#### EXTRACTED RECORDS

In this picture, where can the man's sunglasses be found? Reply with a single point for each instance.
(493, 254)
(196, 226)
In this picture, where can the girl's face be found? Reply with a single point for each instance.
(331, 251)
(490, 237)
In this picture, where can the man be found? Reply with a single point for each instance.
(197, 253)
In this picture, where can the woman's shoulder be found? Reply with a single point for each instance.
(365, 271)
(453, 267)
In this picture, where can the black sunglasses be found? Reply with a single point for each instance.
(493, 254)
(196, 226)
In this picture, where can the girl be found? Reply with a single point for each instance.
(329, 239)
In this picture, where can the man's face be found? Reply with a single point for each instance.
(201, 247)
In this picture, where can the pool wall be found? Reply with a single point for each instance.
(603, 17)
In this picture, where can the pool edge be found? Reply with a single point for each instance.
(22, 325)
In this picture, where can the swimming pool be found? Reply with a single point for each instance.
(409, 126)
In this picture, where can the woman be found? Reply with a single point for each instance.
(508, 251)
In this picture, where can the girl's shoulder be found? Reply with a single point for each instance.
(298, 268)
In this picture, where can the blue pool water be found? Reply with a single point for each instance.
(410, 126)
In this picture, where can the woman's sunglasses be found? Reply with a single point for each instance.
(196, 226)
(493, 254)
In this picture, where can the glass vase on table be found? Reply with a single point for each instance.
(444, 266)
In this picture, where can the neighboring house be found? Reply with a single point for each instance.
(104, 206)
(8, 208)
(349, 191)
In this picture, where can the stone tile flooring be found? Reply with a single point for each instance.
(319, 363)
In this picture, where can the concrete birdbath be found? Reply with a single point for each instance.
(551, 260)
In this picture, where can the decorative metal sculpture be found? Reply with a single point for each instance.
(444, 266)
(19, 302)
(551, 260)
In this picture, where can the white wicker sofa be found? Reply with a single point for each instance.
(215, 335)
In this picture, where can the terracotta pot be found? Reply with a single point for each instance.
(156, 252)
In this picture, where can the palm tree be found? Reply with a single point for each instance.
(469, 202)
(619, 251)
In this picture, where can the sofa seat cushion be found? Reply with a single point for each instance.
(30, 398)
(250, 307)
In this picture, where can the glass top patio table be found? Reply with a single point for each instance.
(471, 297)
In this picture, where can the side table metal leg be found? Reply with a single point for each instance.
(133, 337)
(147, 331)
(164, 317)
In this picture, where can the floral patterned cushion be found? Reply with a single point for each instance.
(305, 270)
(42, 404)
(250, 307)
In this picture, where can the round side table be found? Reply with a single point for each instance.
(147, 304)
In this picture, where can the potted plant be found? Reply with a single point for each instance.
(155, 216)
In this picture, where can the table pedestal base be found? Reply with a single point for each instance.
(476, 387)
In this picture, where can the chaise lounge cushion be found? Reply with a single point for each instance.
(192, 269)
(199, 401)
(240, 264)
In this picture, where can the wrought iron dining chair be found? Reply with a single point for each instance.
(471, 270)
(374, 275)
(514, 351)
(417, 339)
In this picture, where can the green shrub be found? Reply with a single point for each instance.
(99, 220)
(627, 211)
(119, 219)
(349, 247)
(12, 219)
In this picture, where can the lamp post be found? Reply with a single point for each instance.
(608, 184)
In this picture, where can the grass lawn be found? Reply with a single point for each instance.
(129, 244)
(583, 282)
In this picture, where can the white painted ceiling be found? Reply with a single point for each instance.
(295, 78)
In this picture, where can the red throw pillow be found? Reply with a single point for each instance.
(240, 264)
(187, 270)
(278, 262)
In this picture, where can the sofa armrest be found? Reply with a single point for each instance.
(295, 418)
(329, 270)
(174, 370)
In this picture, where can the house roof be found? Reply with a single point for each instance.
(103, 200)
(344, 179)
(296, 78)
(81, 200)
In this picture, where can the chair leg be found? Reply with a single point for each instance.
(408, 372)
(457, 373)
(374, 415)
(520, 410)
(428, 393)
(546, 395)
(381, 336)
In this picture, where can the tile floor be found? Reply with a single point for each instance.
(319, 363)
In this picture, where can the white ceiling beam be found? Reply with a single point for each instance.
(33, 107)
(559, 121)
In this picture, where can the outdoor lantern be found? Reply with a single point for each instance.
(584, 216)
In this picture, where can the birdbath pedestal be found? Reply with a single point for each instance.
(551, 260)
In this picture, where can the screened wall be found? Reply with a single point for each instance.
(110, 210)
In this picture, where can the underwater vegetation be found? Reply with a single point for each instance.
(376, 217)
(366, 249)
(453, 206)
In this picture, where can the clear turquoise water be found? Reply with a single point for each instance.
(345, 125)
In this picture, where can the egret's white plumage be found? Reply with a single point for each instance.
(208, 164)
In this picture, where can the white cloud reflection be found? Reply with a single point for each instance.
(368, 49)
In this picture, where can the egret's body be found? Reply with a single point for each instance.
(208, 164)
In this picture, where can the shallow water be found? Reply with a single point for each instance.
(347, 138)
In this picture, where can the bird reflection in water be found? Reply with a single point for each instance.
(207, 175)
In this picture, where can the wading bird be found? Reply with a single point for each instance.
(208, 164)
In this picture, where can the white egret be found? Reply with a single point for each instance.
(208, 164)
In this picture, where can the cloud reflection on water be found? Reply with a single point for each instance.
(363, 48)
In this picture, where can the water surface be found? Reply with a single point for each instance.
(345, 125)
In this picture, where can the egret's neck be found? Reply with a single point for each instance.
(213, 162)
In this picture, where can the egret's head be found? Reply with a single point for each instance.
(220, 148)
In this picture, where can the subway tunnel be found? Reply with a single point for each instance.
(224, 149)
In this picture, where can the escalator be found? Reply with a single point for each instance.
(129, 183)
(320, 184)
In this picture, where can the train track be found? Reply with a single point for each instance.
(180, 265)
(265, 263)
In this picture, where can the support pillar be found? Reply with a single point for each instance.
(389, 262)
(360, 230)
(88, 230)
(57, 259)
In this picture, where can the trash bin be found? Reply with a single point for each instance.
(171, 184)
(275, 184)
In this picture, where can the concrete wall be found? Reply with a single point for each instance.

########

[GOAL] Put every line of the records above into a JSON list of strings, with one string per line and blank lines omitted.

[ANSWER TO THIS EXERCISE]
[
  "In this picture, where can the man's sunglasses be found? Reply with a single point for each instance.",
  "(493, 254)",
  "(196, 226)",
  "In this picture, where can the girl's face be found? Reply with a single point for each instance.",
  "(331, 251)",
  "(490, 237)",
  "In this picture, where can the man be found? Reply with a single point for each instance.",
  "(197, 253)",
  "In this picture, where can the woman's shoulder be found? Reply with a single point for each instance.",
  "(365, 271)",
  "(453, 267)",
  "In this picture, where can the black sunglasses be found? Reply with a single point for each instance.",
  "(493, 254)",
  "(196, 226)",
  "In this picture, where can the girl be found? Reply with a single point for each instance.",
  "(329, 239)",
  "In this picture, where can the man's face be found? Reply with a single point for each instance.",
  "(201, 247)",
  "In this picture, where can the pool wall be found? Reply with a single point for each instance.",
  "(603, 17)",
  "In this picture, where can the pool edge be found? Reply with a single point for each instance.",
  "(22, 325)",
  "In this picture, where can the swimming pool be found? Reply with a single point for each instance.",
  "(409, 126)",
  "In this picture, where can the woman be found? Reply with a single point for each instance.",
  "(508, 251)",
  "In this picture, where can the girl's shoulder be found? Reply with a single point for each instance.",
  "(298, 268)",
  "In this picture, where can the blue pool water be found? Reply with a single point for each instance.",
  "(410, 126)",
  "In this picture, where can the woman's sunglasses be found? Reply with a single point for each instance.",
  "(196, 226)",
  "(493, 254)",
  "In this picture, where can the glass vase on table be found? Reply with a single point for each instance.",
  "(444, 266)",
  "In this picture, where can the neighboring house be found? Reply with a single point for each instance.",
  "(104, 206)",
  "(8, 208)",
  "(349, 191)",
  "In this picture, where can the stone tile flooring be found? Reply with a single point for each instance.",
  "(319, 363)",
  "In this picture, where can the concrete birdbath be found? Reply with a single point for each instance.",
  "(551, 260)",
  "In this picture, where can the decorative metal sculpture be found? Reply with a single point for each instance.",
  "(444, 266)",
  "(19, 302)",
  "(551, 260)",
  "In this picture, where can the white wicker sofa be found? Reply with a single point for each instance.",
  "(215, 335)",
  "In this picture, where can the terracotta pot be found? Reply with a single point for each instance.",
  "(156, 252)",
  "In this picture, where can the palm tree be found? Reply with a single point for each instance.",
  "(469, 202)",
  "(619, 251)",
  "In this picture, where can the sofa seat cushion be found? Reply with a single point for each instance.",
  "(30, 398)",
  "(250, 307)",
  "In this picture, where can the glass top patio table be found? Reply with a single point for each instance.",
  "(471, 297)",
  "In this picture, where can the side table metal leg be found? Reply with a single point for each instance.",
  "(133, 337)",
  "(147, 331)",
  "(164, 317)",
  "In this picture, where can the floral patterned cushion be found? Reply with a single point for each instance.",
  "(305, 270)",
  "(42, 404)",
  "(250, 307)",
  "In this picture, where can the round side table be found? Reply with a single point for each instance.",
  "(147, 304)",
  "In this picture, where can the potted plant be found? Reply with a single point for each instance.",
  "(155, 216)",
  "In this picture, where can the table pedestal base be found? Reply with a single point for each instance.",
  "(476, 387)",
  "In this picture, where can the chaise lounge cushion be found? Reply with a single point for each instance.",
  "(192, 269)",
  "(199, 401)",
  "(240, 264)",
  "In this picture, where can the wrought iron dining chair be found? Reply with a single point for each instance.",
  "(471, 270)",
  "(374, 275)",
  "(514, 351)",
  "(417, 339)",
  "In this picture, where can the green shrub be found? Reply with a single point for each instance.",
  "(99, 220)",
  "(627, 211)",
  "(119, 219)",
  "(349, 247)",
  "(12, 219)",
  "In this picture, where can the lamp post be found? Reply with a single point for each instance.",
  "(608, 184)",
  "In this picture, where can the grass lawn be found? Reply with a single point for each instance.",
  "(129, 244)",
  "(583, 282)",
  "In this picture, where can the white painted ceiling be found? Reply with a single point for each instance.",
  "(295, 78)",
  "In this picture, where can the red throw pillow be found? Reply with a single point for each instance.",
  "(240, 264)",
  "(187, 270)",
  "(278, 262)",
  "In this picture, where can the sofa armrest be found? Reply with a single point for each instance.",
  "(295, 418)",
  "(329, 270)",
  "(174, 370)",
  "In this picture, where can the house roof be found? Reply with a single point for each instance.",
  "(103, 200)",
  "(344, 179)",
  "(296, 78)",
  "(81, 200)",
  "In this picture, where can the chair leg be found? Reply with a single point for each instance.",
  "(408, 372)",
  "(457, 373)",
  "(374, 415)",
  "(520, 410)",
  "(428, 393)",
  "(546, 395)",
  "(381, 336)",
  "In this picture, where can the tile floor be found? Reply with a single point for each instance.",
  "(319, 363)",
  "In this picture, where can the white ceiling beam be found? Reply with a single point for each instance.",
  "(33, 107)",
  "(559, 121)",
  "In this picture, where can the outdoor lantern be found? Reply with a single point for each instance.",
  "(584, 216)",
  "In this picture, where can the birdbath pedestal be found? Reply with a single point for each instance.",
  "(551, 260)",
  "In this picture, where can the screened wall be found? Reply with a single point for each instance.",
  "(110, 210)",
  "In this picture, where can the underwater vegetation be found? Reply with a single point for each instance.",
  "(376, 217)",
  "(366, 249)",
  "(453, 206)",
  "In this picture, where can the clear turquoise water be found? Reply with a single point for each instance.",
  "(345, 125)",
  "In this picture, where can the egret's white plumage be found? Reply with a single point for each instance.",
  "(208, 164)",
  "In this picture, where can the white cloud reflection be found? Reply with a single point for each instance.",
  "(368, 49)",
  "In this picture, where can the egret's body be found? Reply with a single point for each instance.",
  "(208, 164)",
  "In this picture, where can the shallow water be found? Reply with a single point for each instance.",
  "(347, 138)",
  "In this picture, where can the bird reflection in water be found? Reply with a single point for each instance.",
  "(207, 175)",
  "In this picture, where can the wading bird be found? Reply with a single point for each instance.",
  "(208, 164)",
  "In this picture, where can the white egret be found? Reply with a single point for each instance.",
  "(208, 164)",
  "In this picture, where can the cloud reflection on water be found? Reply with a single point for each instance.",
  "(363, 48)",
  "In this picture, where can the water surface be found? Reply with a single point for each instance.",
  "(345, 125)",
  "In this picture, where can the egret's neck be found? Reply with a single point for each instance.",
  "(213, 162)",
  "In this picture, where can the egret's head be found? Reply with a single point for each instance.",
  "(220, 148)",
  "In this picture, where can the subway tunnel be found? Reply with a single point for each instance.",
  "(224, 149)",
  "In this picture, where can the escalator be found? Reply with a single point for each instance.",
  "(129, 183)",
  "(320, 184)",
  "In this picture, where can the train track be found? Reply with a single point for each instance.",
  "(180, 265)",
  "(265, 263)",
  "In this picture, where can the support pillar be found? Reply with a single point for each instance.",
  "(389, 262)",
  "(360, 230)",
  "(88, 230)",
  "(57, 259)",
  "In this picture, where can the trash bin be found? Reply with a single point for each instance.",
  "(171, 184)",
  "(275, 184)",
  "In this picture, where can the concrete wall be found? Reply with a single point for each instance."
]